- [Request] Copy the records below, switching each "Drop a marker" to "Place a point" and keeping everything else unchanged. Leave the pictures out of your copy.

- [Dataset content]
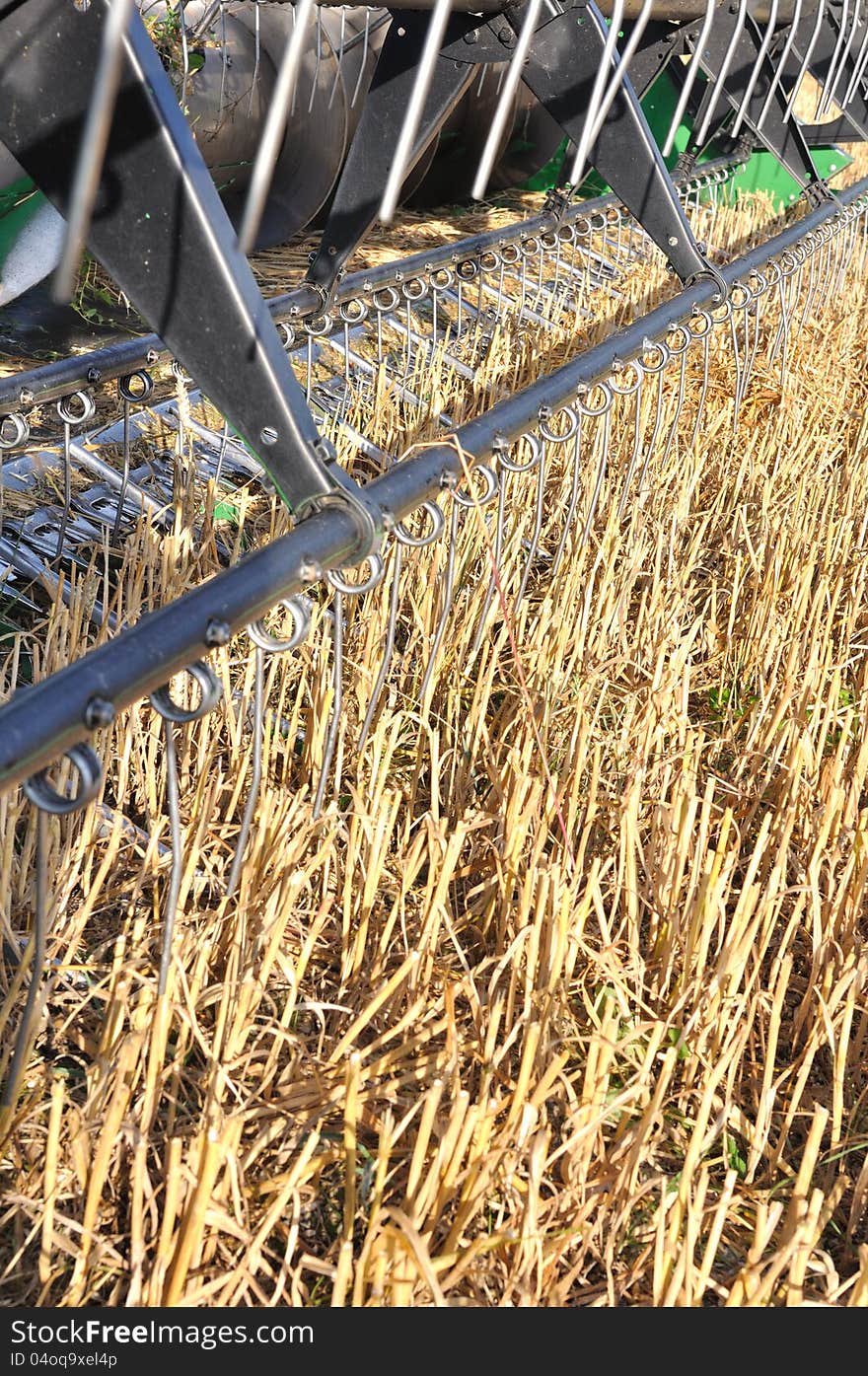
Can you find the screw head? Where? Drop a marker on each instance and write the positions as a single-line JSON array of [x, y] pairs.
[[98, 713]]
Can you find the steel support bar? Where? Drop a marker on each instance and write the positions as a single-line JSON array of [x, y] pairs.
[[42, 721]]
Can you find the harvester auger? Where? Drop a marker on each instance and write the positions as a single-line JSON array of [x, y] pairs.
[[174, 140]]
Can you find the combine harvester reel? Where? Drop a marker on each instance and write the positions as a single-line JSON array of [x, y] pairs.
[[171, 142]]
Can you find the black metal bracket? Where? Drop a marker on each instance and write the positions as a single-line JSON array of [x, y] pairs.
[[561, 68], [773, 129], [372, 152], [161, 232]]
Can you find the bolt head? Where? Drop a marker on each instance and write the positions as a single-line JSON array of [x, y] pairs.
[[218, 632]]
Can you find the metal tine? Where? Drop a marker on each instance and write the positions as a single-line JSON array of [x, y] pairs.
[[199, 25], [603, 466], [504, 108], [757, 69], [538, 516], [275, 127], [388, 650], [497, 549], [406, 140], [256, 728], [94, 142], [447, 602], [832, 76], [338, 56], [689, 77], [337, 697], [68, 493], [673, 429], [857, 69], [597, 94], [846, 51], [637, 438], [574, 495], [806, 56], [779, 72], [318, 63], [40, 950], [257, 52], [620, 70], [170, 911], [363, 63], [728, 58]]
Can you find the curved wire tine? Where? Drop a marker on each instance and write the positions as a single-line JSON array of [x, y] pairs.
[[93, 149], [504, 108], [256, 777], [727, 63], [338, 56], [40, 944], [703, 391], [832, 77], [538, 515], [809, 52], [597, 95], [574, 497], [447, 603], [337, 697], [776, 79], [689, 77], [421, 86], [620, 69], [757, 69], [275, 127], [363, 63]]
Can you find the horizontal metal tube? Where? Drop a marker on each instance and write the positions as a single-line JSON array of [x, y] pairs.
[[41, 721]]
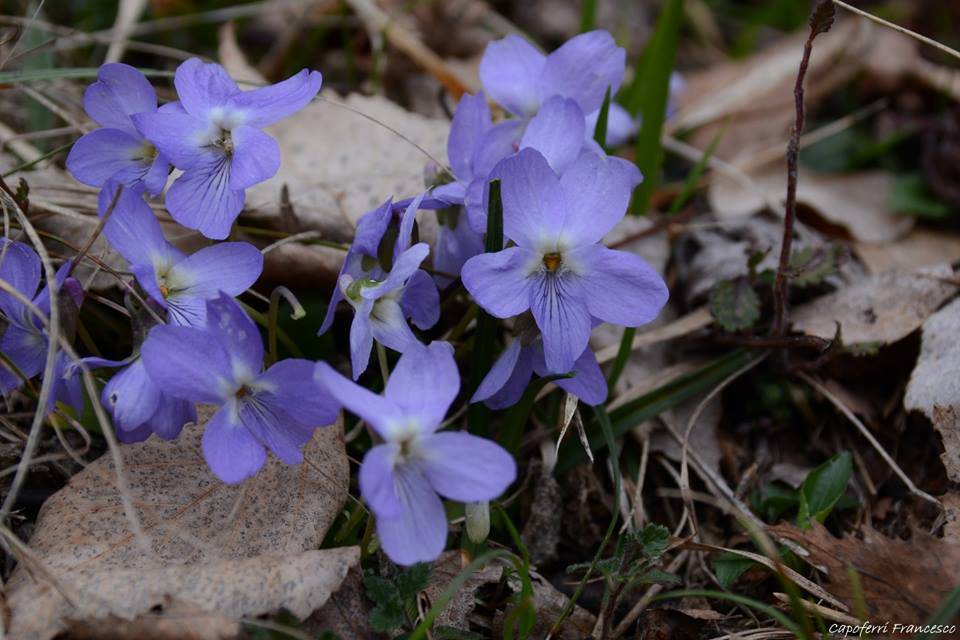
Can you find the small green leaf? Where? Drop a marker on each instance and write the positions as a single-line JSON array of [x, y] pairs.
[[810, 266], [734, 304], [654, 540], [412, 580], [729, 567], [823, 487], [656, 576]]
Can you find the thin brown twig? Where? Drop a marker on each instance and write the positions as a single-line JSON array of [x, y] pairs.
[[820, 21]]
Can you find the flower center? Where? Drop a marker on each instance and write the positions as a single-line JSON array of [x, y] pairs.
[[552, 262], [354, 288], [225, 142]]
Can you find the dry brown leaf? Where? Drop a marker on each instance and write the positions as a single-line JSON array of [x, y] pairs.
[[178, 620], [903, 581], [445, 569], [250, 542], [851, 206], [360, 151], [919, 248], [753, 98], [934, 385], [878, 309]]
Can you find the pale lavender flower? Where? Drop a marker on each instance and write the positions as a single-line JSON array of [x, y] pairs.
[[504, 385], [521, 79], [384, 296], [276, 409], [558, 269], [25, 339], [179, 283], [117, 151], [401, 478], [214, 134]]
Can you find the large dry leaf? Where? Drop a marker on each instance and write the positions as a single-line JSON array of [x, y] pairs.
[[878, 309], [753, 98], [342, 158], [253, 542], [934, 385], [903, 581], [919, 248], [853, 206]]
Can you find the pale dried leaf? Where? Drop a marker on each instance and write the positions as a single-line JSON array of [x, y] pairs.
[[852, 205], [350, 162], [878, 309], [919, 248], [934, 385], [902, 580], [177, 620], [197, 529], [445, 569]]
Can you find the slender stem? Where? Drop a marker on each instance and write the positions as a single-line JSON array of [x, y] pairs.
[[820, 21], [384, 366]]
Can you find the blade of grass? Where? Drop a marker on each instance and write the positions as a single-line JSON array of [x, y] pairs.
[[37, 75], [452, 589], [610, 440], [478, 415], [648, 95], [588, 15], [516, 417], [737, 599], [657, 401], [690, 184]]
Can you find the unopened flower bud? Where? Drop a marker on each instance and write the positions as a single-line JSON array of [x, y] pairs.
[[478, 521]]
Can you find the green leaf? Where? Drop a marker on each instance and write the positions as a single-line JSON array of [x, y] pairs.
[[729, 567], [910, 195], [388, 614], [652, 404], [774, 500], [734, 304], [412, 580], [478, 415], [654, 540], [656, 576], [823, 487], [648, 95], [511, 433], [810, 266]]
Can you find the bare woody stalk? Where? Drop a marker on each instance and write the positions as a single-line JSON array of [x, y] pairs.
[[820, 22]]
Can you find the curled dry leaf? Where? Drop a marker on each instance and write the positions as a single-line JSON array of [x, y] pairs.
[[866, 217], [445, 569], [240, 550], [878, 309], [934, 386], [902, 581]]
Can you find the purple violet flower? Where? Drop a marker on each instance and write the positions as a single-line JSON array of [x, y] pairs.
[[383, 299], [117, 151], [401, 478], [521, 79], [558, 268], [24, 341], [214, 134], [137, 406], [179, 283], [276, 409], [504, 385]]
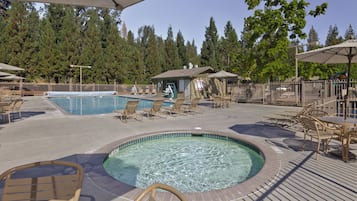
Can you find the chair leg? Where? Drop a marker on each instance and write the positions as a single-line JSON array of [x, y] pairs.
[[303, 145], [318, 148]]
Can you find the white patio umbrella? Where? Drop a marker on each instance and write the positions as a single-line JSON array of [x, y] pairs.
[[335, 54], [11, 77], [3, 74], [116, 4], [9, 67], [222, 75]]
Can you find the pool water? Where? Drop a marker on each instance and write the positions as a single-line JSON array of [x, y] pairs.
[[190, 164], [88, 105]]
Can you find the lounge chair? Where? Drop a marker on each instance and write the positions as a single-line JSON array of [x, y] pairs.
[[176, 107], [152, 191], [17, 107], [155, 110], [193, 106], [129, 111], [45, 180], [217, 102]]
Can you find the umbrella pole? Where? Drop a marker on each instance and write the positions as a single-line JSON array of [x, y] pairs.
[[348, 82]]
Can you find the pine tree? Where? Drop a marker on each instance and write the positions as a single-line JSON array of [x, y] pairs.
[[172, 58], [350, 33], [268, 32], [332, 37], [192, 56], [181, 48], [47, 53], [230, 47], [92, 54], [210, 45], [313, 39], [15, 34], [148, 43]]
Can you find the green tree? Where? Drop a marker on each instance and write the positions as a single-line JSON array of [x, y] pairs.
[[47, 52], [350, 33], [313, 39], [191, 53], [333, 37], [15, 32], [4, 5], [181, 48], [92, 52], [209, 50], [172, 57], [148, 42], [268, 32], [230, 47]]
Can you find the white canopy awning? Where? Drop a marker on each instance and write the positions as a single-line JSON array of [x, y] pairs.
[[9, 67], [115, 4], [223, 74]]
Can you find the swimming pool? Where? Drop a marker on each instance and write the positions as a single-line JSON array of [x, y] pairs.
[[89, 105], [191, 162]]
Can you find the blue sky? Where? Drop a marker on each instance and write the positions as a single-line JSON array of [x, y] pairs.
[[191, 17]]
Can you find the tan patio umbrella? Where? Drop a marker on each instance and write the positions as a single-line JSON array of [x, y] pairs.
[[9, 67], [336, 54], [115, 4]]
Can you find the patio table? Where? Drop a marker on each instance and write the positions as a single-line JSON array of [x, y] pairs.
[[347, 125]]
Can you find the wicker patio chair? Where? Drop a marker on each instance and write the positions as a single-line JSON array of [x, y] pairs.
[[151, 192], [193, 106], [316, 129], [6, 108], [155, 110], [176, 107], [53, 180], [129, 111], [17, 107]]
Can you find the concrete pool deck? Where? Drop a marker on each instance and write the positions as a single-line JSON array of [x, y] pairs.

- [Expected output]
Can you find the screw head? Where? Place a point on each instance and write the positions as a single-line JSON array of [x, y] pairs.
[[98, 713]]
Can you find the steel support bar? Where? Place a point on each instance and write the positions as a single-line JSON array of [x, y] pairs.
[[42, 721]]
Can you find the harvester auger? Where? Place a point on each instance and write the positions as a single-line JSON array of [x, y] pairs.
[[174, 140]]
Can you find the combine harvester reel? Where? Place a point on each instance and write the positions as a single-line JSON array of [x, y] pairs.
[[171, 142]]
Can you find the black metal bracket? Where? Place a point on each instance and write the positions as a single-line JSON array of [x, y] pairs.
[[561, 68], [773, 129], [372, 152], [161, 232]]
Can you find the bolt head? Where? Place a point on each instance and write the positions as a single-line JSON array of [x, y] pairs.
[[218, 632]]
Can you find the metal tine? Where? Place a point on each instance and write the positions as a single-line JSON array of [x, y] pairs.
[[199, 25], [603, 466], [504, 108], [757, 69], [538, 516], [275, 127], [388, 650], [497, 549], [406, 140], [256, 728], [94, 142], [447, 602], [832, 76], [338, 56], [689, 77], [337, 697], [68, 493], [673, 429], [857, 69], [597, 94], [846, 51], [637, 438], [574, 495], [806, 56], [779, 72], [318, 63], [40, 950], [257, 52], [620, 70], [170, 911], [363, 63], [728, 58]]
Can you find the curved wire tine? Where? Place a point on each instance and write the positions as a single-line JSON array of [x, y] pairs.
[[93, 149], [504, 108], [256, 777], [727, 63], [338, 56], [40, 944], [703, 391], [832, 77], [538, 515], [809, 52], [597, 95], [574, 497], [447, 603], [337, 697], [776, 79], [689, 77], [421, 86], [620, 69], [757, 69], [275, 127], [363, 63]]
Can you find the horizontal metal tube? Where? Place a point on each instance and write the positions as a single-line JSON array of [x, y] pairs.
[[41, 721]]
Can you find the small green leaf? Where? Place a point on each instance and write the positions as a single-line JSON array of [x, y] pairs.
[[810, 266], [734, 304], [654, 540], [412, 580], [729, 567], [823, 487], [656, 576]]
Can you find the thin brown twig? Where? Place a point on each instance and write the positions as a single-line JSON array of [x, y] pairs.
[[820, 21]]
Can you find the flower center? Where? Place a point on each instance and write the positions as a single-line JSON array of [x, y] pairs.
[[552, 262], [354, 288], [225, 142]]
Can you find the dry brown leaf? Where? Place a point on each instance and write the positions as a single-line JSON array of [x, y] pairs.
[[178, 620], [903, 581], [445, 569], [250, 542], [851, 206], [360, 151], [919, 248], [753, 98], [934, 385], [878, 309]]
Can you find the pale lavender flower? Where? Place a point on each instance and write the positions as a single-line JSON array of [x, y] pairs.
[[504, 385], [521, 79], [384, 296], [276, 409], [558, 269], [25, 339], [179, 283], [117, 151], [401, 478], [214, 134]]
Can you find the large dry leaf? Where? Place a point on each instance and write the positions as a single-line JSON array of [x, y] pairs.
[[878, 309], [753, 98], [342, 158], [253, 542], [934, 385], [903, 581], [919, 248], [853, 206]]
Can you find the pale dried leaf? Where? Place a point on each instance and write the positions as a single-line JSON array of [x, y] pairs.
[[852, 205], [350, 162], [878, 309], [919, 248], [934, 385], [902, 580], [177, 620], [197, 529], [445, 569]]
Can you find the slender stem? Where? Place a point on each instance and write the positions as a single-line JSON array of [x, y] pairs.
[[820, 21], [384, 366]]
Can you find the blade of grass? Where? Place a point on each instance and write the positions as a single-line JSON array of [x, y] pairs.
[[37, 75], [452, 589], [610, 440], [478, 415], [648, 95], [588, 15], [516, 417], [737, 599], [657, 401], [690, 184]]
Can you find the unopened flower bud? Where? Place a point on each instance and write the positions as a single-line JSON array of [x, y] pairs.
[[478, 521]]
Can you find the green leaf? Where? Place a point on each instance and write the positions as a single-line JSON array of [x, y] pairs.
[[729, 567], [910, 195], [388, 614], [652, 404], [774, 500], [734, 304], [412, 580], [478, 415], [654, 540], [656, 576], [823, 487], [648, 95], [511, 433], [810, 266]]
Can you find the bare woody stalk? Where? Place a point on each instance and write the positions as a single-line JSON array of [x, y] pairs.
[[820, 22]]
Can you find the curled dry leaf? Where? Place a point on each instance and write the positions as a single-line JSON array of [x, y] pairs.
[[866, 217], [445, 569], [240, 550], [878, 309], [934, 386], [902, 581]]
Can you find the purple violet flower? Where? Place a point on each instance and write the positions as a single-line JSON array of [x, y] pairs.
[[383, 299], [117, 151], [401, 478], [521, 79], [558, 268], [24, 341], [214, 134], [137, 406], [179, 283], [276, 409], [504, 385]]
Can you find the chair leg? Where? Place a point on each instance and write the positions as a single-line JSON array of [x, y] pairs.
[[303, 145], [318, 148]]
Can you find the white patio umbrella? Where? Place a point on each instance and write the positions as a single-line JSON array of [x, y] pairs.
[[335, 54], [11, 77], [3, 74], [116, 4], [9, 67], [222, 75]]
Can you find the pool water? Where? Place a point on each instance and write the positions as a single-line JSON array of [x, y] pairs.
[[190, 164], [88, 105]]
Can you find the lounge chair? Where? Place a point on each instance and write the positions as a single-line JSON array of [x, y] pairs.
[[176, 107], [152, 191], [17, 107], [155, 110], [193, 106], [129, 111], [45, 180], [217, 102]]
Can you find the umbrella pole? Where? Place a point on each instance and write the positions as a single-line JSON array of [x, y] pairs.
[[348, 82]]
Can you find the pine tree? Where? Place a point on each instance and write the positions as a single-line JSON array of [x, y] pairs.
[[172, 58], [350, 33], [268, 32], [332, 37], [192, 56], [181, 48], [47, 53], [230, 47], [92, 54], [210, 45], [313, 39], [15, 34], [148, 43]]
Can you find the green tree? Where? Place a point on each instance and write the positions as a single-line JSON array of [x, y] pairs.
[[47, 52], [350, 33], [313, 39], [191, 53], [333, 37], [15, 32], [4, 5], [181, 48], [92, 52], [209, 50], [172, 57], [148, 42], [268, 32], [230, 47]]
Can you find the white canopy awning? Where? Place a point on each instance and write the positions as a single-line JSON array of [x, y] pairs.
[[9, 67], [115, 4], [223, 74]]
Can you find the swimming pool? Where? Place a point on each instance and write the positions as a single-line JSON array of [x, y] pairs.
[[89, 105], [191, 162]]
Can you find the blue sky? Where? Place a point on each instance and write the positions as a single-line JSON array of [x, y] pairs.
[[191, 17]]
Can you find the tan patio umbrella? Where? Place a point on each instance and write the positions as a single-line JSON array of [x, y] pairs.
[[9, 67], [336, 54], [115, 4]]
Can you find the patio table? Where? Place a point on each instance and write the positions as a single-line JSON array of [x, y] pairs.
[[347, 125]]
Can you find the wicker patio chair? Where? Place a point on each instance and write the positions as a single-line JSON array of [x, y] pairs.
[[151, 192], [193, 106], [316, 129], [6, 108], [155, 110], [176, 107], [53, 180], [129, 111], [17, 107]]
Can you find the concrete pool deck? Where? Place a point on each instance and write the positions as a single-line JSON array of [x, y] pairs.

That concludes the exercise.